抜粋文 ::
###
簡単にお金を稼ぐ手段がある。それも悪い事じゃない、楽しいいい事だという印象がだんだん浸透してきて以降、大きな苦しみを生み出している状況ができている。と最近思う。

副業とか、ちょっとだけ稼ぐっていう事が当たり前に受け止められるようになってきたからこそ、誰もかれもが「自分の活動でお金が稼げていないというのは、二流なのではないか?」というような思いに囚われてしまっているような気がする。
そういう事を質問してくる人もいた。
「こんなに誰でも簡単に月に3万円は稼げるとかいうのに私は全然そんな気配さえない。そんな簡単な事もできないほど劣っているのだろうか」って。

今までは、趣味の活動に「お金が稼げてない」みたいなことをで引け目を感じる人なんて、いただろうか!?

ブログ書いているけど収入ほとんどない、みたいなこと、今まで評価軸にあっただろうか?

確かにマネタイズ=収益化は大事だ。
というか、ビジネスはマネタイズが目的であるし、そのためにすべてがあるともいえる。
でも、実際には、ありとあらゆる活動の結果の副産物としてお金が残る。

お金は、残ったお金しか人は見ようとしない。
その途中で支払ったお金については、マイナスとして受け止められる。
でもビジネスをする時に「どこにどれだけ支払えたのか」というのは、非常に重要なことだ。

稼ぐというのは、最後にお金が残っている状況であって、そこにいくらあるかをビジネスに興味のないお金だけに興味のある消費者は見ようとする。
そうじゃない、ということは、会計にまつわる知識がある人はすぐにわかるし、商売をやっている人はもっと体感的に分かる。金が残る事よりも先に「今月も滞りなく支払いができる」事に安堵と誇りを覚える。
だけどそういう事がわかるようになるのは、それなりにお金を回し続けた経験があってからの事なのかもしれないと最近思うようになった。
だって私も最初は本当に、手元に残るお金を追いかけていた。

けど、本当にお金が欲しいと思った時に、手元に残るお金というのは、何かの残滓でしかないのだとなんとなく分かっていった。
お金を使うほどお金が入ってくるようになるのがビジネスなので、まずはお金を使わないといけない。
###
提供データ ::
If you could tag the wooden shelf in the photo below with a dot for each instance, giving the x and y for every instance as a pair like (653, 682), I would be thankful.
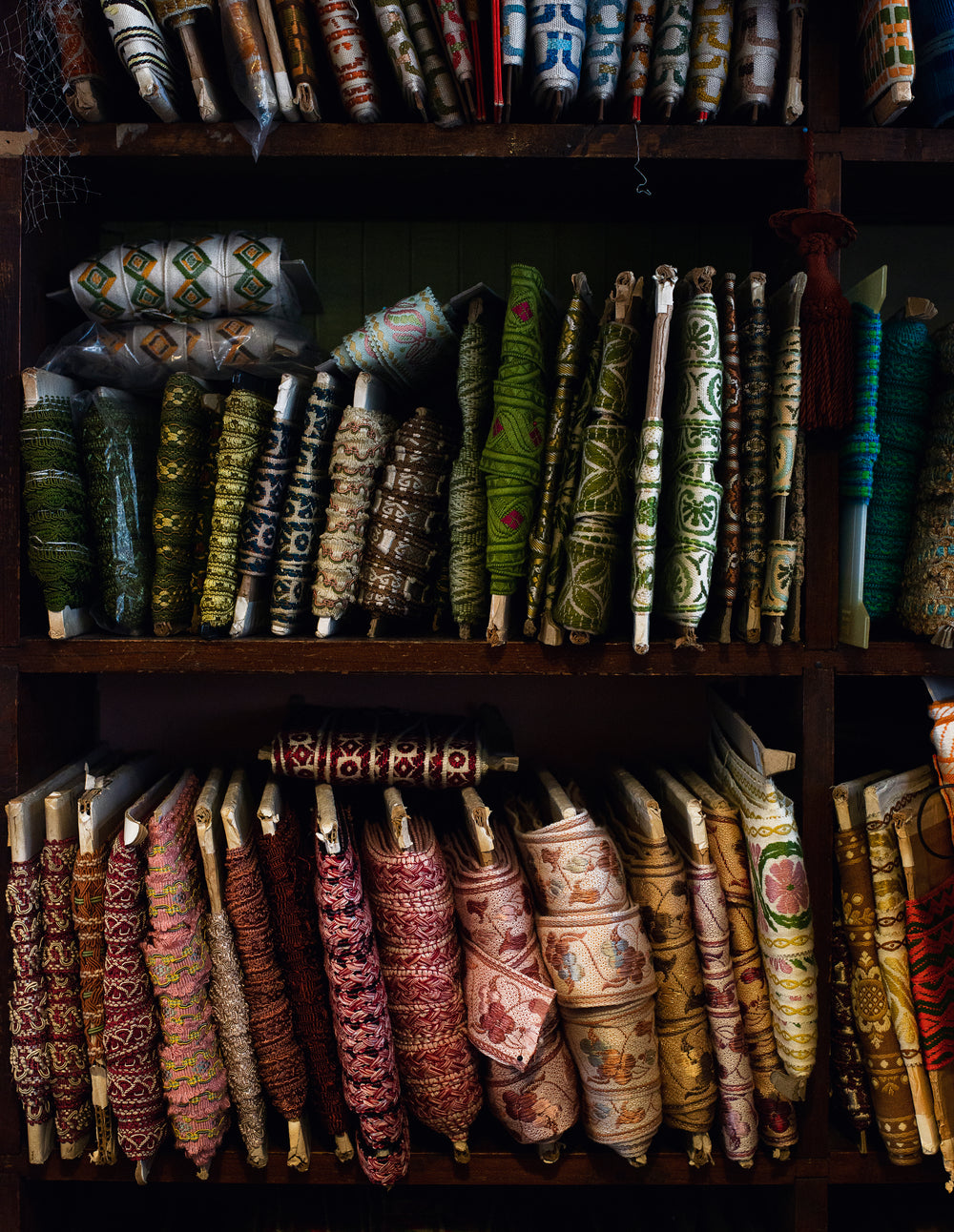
(487, 1167)
(718, 142)
(396, 657)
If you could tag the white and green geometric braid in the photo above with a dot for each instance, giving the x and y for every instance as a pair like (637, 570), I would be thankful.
(649, 466)
(693, 497)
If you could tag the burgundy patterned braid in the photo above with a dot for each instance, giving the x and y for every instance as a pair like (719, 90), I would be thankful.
(69, 1068)
(281, 1062)
(177, 958)
(421, 961)
(131, 1028)
(534, 1096)
(89, 899)
(29, 1059)
(359, 1013)
(383, 747)
(288, 877)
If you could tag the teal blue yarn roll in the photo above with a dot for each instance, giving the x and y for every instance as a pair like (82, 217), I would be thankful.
(861, 445)
(906, 376)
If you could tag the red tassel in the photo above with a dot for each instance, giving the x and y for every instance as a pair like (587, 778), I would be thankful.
(827, 388)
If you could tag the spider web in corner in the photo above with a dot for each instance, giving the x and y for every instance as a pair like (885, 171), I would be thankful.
(29, 47)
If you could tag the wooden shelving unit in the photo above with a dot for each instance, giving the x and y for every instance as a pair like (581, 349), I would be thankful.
(54, 697)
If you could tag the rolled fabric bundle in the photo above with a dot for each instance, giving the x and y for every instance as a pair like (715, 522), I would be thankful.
(712, 41)
(259, 530)
(600, 962)
(422, 967)
(725, 583)
(277, 58)
(118, 447)
(783, 911)
(344, 38)
(886, 57)
(797, 531)
(882, 800)
(603, 53)
(131, 1016)
(572, 351)
(69, 1071)
(685, 826)
(655, 874)
(249, 66)
(140, 357)
(752, 69)
(358, 996)
(360, 445)
(691, 514)
(402, 53)
(292, 19)
(756, 395)
(184, 422)
(443, 102)
(281, 1062)
(389, 748)
(302, 519)
(288, 878)
(88, 901)
(925, 603)
(188, 279)
(595, 537)
(140, 46)
(904, 382)
(640, 25)
(29, 1000)
(777, 1123)
(511, 457)
(671, 53)
(244, 424)
(847, 1061)
(457, 49)
(467, 494)
(511, 1016)
(890, 1088)
(404, 345)
(408, 522)
(932, 26)
(205, 506)
(647, 477)
(84, 81)
(177, 958)
(550, 632)
(226, 995)
(180, 16)
(924, 840)
(783, 437)
(59, 537)
(555, 39)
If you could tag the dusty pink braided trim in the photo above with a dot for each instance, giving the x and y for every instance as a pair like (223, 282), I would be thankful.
(131, 1019)
(421, 962)
(69, 1073)
(360, 1016)
(176, 955)
(29, 1059)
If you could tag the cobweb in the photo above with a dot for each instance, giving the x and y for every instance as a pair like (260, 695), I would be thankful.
(29, 46)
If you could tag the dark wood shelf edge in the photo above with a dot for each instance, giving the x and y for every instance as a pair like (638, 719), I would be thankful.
(425, 140)
(345, 655)
(431, 1168)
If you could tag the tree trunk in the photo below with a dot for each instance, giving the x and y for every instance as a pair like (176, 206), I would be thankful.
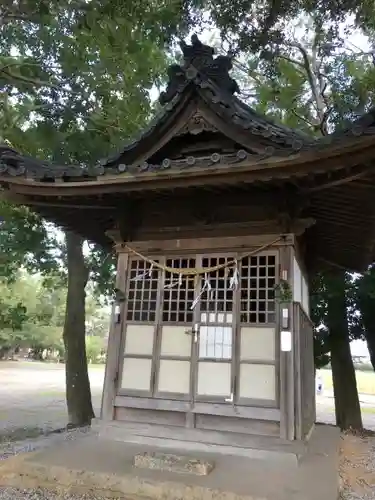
(78, 393)
(347, 407)
(370, 339)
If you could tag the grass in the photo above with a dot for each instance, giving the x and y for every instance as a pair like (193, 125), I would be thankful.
(365, 381)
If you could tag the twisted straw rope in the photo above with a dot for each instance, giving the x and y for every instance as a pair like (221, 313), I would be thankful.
(195, 271)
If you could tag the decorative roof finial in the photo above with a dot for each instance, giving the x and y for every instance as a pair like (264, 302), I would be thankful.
(199, 66)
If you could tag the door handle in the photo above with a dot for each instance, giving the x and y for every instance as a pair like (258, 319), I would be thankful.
(230, 399)
(194, 331)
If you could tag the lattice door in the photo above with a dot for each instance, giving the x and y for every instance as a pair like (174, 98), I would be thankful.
(214, 380)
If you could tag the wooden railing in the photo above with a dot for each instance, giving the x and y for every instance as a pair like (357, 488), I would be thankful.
(304, 371)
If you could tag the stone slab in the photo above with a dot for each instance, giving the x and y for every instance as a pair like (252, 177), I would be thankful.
(172, 463)
(106, 467)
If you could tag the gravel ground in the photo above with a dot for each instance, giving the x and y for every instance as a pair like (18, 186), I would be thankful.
(32, 401)
(357, 467)
(12, 448)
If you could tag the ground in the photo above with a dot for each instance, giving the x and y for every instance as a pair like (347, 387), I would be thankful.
(32, 397)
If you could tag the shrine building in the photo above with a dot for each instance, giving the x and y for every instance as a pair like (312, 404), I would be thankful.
(219, 218)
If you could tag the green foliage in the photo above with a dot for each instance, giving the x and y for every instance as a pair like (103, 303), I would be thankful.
###
問題 ::
抜粋文を、「ブログ書いているけど収入ほと」という語句を含むところから書き写してください。「お金は、残ったお金しか人は見ようとしない。」の語句まで写したら、そこで終えてください。

解答 ::
ブログ書いているけど収入ほとんどない、みたいなこと、今まで評価軸にあっただろうか?

確かにマネタイズ=収益化は大事だ。
というか、ビジネスはマネタイズが目的であるし、そのためにすべてがあるともいえる。
でも、実際には、ありとあらゆる活動の結果の副産物としてお金が残る。

お金は、残ったお金しか人は見ようとしない。